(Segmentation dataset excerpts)
########
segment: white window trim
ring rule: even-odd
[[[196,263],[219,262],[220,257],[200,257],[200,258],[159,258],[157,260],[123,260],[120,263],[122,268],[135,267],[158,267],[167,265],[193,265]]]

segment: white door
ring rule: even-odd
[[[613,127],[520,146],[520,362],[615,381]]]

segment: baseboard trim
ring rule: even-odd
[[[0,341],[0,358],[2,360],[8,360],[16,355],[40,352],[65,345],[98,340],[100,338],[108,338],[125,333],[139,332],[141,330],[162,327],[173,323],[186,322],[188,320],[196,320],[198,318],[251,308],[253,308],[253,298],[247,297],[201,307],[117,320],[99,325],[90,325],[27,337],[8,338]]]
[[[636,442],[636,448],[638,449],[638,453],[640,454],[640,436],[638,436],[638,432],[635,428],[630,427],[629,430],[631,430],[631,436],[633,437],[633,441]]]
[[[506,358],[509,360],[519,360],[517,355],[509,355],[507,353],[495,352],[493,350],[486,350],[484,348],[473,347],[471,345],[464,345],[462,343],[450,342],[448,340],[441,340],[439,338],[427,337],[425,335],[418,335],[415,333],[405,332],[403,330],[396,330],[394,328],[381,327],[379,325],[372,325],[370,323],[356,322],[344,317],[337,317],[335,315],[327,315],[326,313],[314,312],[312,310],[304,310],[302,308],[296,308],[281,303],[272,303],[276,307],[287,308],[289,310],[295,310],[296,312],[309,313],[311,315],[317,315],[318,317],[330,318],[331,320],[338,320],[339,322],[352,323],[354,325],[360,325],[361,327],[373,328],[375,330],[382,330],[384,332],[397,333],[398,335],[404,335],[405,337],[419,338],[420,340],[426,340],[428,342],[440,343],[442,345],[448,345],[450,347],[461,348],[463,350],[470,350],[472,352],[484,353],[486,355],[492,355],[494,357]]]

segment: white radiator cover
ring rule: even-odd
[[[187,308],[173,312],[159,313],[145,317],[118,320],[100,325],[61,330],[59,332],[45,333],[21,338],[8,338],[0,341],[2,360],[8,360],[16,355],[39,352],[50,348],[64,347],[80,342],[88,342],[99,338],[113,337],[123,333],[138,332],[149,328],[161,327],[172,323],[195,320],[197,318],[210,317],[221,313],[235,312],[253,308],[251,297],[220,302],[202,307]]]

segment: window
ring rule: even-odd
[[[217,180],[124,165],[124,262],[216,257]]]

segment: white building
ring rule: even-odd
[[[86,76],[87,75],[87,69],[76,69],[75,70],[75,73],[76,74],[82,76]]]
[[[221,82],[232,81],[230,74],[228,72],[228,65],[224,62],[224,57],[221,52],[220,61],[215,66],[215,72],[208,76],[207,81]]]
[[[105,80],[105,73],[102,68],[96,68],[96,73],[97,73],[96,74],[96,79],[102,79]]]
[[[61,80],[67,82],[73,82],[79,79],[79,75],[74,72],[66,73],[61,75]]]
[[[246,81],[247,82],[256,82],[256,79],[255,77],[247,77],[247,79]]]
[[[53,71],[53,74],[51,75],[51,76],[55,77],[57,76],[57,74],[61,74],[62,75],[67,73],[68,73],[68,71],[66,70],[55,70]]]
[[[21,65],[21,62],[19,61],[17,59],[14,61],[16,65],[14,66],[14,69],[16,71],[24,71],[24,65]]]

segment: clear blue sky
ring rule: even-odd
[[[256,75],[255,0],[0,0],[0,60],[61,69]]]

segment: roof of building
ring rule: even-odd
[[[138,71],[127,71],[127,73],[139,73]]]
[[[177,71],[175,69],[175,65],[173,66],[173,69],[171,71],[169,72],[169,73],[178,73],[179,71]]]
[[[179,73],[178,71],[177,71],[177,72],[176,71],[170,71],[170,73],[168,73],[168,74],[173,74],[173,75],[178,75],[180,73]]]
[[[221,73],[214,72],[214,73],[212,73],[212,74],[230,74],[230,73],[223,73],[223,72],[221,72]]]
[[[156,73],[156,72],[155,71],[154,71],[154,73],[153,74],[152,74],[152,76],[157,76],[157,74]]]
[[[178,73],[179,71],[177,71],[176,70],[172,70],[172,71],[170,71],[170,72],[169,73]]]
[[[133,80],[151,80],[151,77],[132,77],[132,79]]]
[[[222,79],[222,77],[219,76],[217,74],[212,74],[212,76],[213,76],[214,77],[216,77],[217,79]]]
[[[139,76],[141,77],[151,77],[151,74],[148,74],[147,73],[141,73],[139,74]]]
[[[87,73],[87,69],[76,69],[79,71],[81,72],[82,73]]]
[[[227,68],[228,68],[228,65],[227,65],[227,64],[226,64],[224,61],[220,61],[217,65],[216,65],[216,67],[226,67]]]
########
## YOUR GOAL:
Rewrite all of the entries above, changing every occurrence of "ring rule" to "fill rule" and leaving the rest untouched.

## TASK ANSWER:
segment: white window trim
fill rule: even-odd
[[[196,263],[219,262],[220,257],[200,257],[200,258],[159,258],[157,260],[123,260],[120,263],[122,268],[135,267],[158,267],[167,265],[193,265]]]

segment: white door
fill rule: even-odd
[[[613,127],[520,146],[520,362],[615,381]]]

segment: baseboard trim
fill rule: even-odd
[[[0,341],[0,358],[2,360],[8,360],[16,355],[40,352],[65,345],[98,340],[100,338],[108,338],[125,333],[139,332],[141,330],[162,327],[173,323],[186,322],[188,320],[196,320],[198,318],[251,308],[253,308],[253,298],[247,297],[201,307],[117,320],[99,325],[90,325],[27,337],[8,338]]]
[[[636,442],[636,448],[638,449],[638,453],[640,454],[640,436],[638,436],[638,432],[635,428],[630,427],[629,430],[631,430],[631,436],[633,437],[633,441]]]
[[[506,358],[509,360],[519,360],[517,355],[509,355],[507,353],[495,352],[493,350],[486,350],[484,348],[473,347],[471,345],[464,345],[462,343],[450,342],[448,340],[441,340],[439,338],[427,337],[425,335],[418,335],[415,333],[405,332],[403,330],[396,330],[394,328],[381,327],[379,325],[372,325],[370,323],[356,322],[344,317],[337,317],[335,315],[327,315],[326,313],[314,312],[312,310],[304,310],[302,308],[296,308],[281,303],[272,303],[276,307],[287,308],[289,310],[295,310],[296,312],[309,313],[311,315],[317,315],[318,317],[330,318],[331,320],[338,320],[339,322],[352,323],[354,325],[360,325],[361,327],[373,328],[375,330],[382,330],[384,332],[397,333],[398,335],[404,335],[405,337],[419,338],[420,340],[426,340],[428,342],[440,343],[442,345],[448,345],[450,347],[461,348],[463,350],[470,350],[472,352],[484,353],[486,355],[492,355],[494,357]]]

segment: white radiator cover
fill rule: even-odd
[[[187,308],[173,312],[159,313],[145,317],[118,320],[100,325],[61,330],[59,332],[45,333],[21,338],[8,338],[0,341],[2,360],[8,360],[16,355],[39,352],[50,348],[64,347],[80,342],[88,342],[99,338],[113,337],[123,333],[138,332],[149,328],[161,327],[172,323],[195,320],[197,318],[210,317],[221,313],[235,312],[253,308],[251,297],[220,302],[202,307]]]

segment: window
fill rule: even-odd
[[[217,180],[124,165],[124,262],[216,257]]]

segment: white building
fill rule: even-odd
[[[86,76],[87,75],[87,69],[76,69],[75,70],[75,73],[76,74],[82,76]]]
[[[221,82],[232,81],[230,74],[228,72],[228,65],[224,62],[224,57],[221,52],[220,61],[215,66],[215,72],[208,76],[207,81]]]
[[[105,80],[105,73],[102,68],[96,68],[96,73],[97,73],[96,74],[96,79],[102,79]]]
[[[61,80],[67,82],[73,82],[79,79],[79,75],[74,72],[66,73],[61,75]]]
[[[246,81],[247,82],[256,82],[256,79],[255,77],[247,77],[247,79]]]
[[[53,71],[53,74],[51,75],[51,76],[55,77],[57,76],[57,74],[61,74],[62,75],[67,73],[68,73],[68,71],[66,70],[55,70]]]
[[[21,65],[21,62],[19,61],[17,59],[14,61],[16,65],[14,66],[14,69],[16,71],[24,71],[24,65]]]

segment: clear blue sky
fill rule: even-odd
[[[256,75],[255,0],[0,0],[0,60],[61,69]]]

segment: roof of building
fill rule: even-odd
[[[138,71],[127,71],[127,73],[139,73]]]
[[[177,71],[175,69],[175,65],[173,66],[173,69],[171,71],[169,72],[169,73],[178,73],[179,71]]]
[[[179,73],[178,71],[177,71],[177,72],[176,71],[170,71],[170,73],[168,73],[168,74],[173,74],[173,75],[178,75],[180,73]]]
[[[221,73],[214,72],[214,73],[212,73],[212,74],[230,74],[230,73],[223,73],[223,72],[221,72]]]
[[[156,73],[156,72],[155,71],[154,71],[154,73],[153,74],[152,74],[152,76],[157,76],[157,74]]]
[[[178,73],[179,71],[177,71],[176,70],[172,70],[172,71],[170,71],[170,72],[169,73]]]
[[[133,80],[151,80],[151,77],[132,77],[132,79]]]
[[[222,79],[222,77],[219,76],[217,74],[212,74],[212,76],[213,76],[214,77],[216,77],[217,79]]]
[[[139,76],[141,77],[151,77],[151,74],[148,74],[147,73],[141,73],[139,74]]]
[[[87,73],[87,69],[76,69],[79,71],[81,72],[82,73]]]
[[[227,68],[228,68],[228,65],[227,65],[227,64],[226,64],[224,61],[220,61],[217,65],[216,65],[216,67],[226,67]]]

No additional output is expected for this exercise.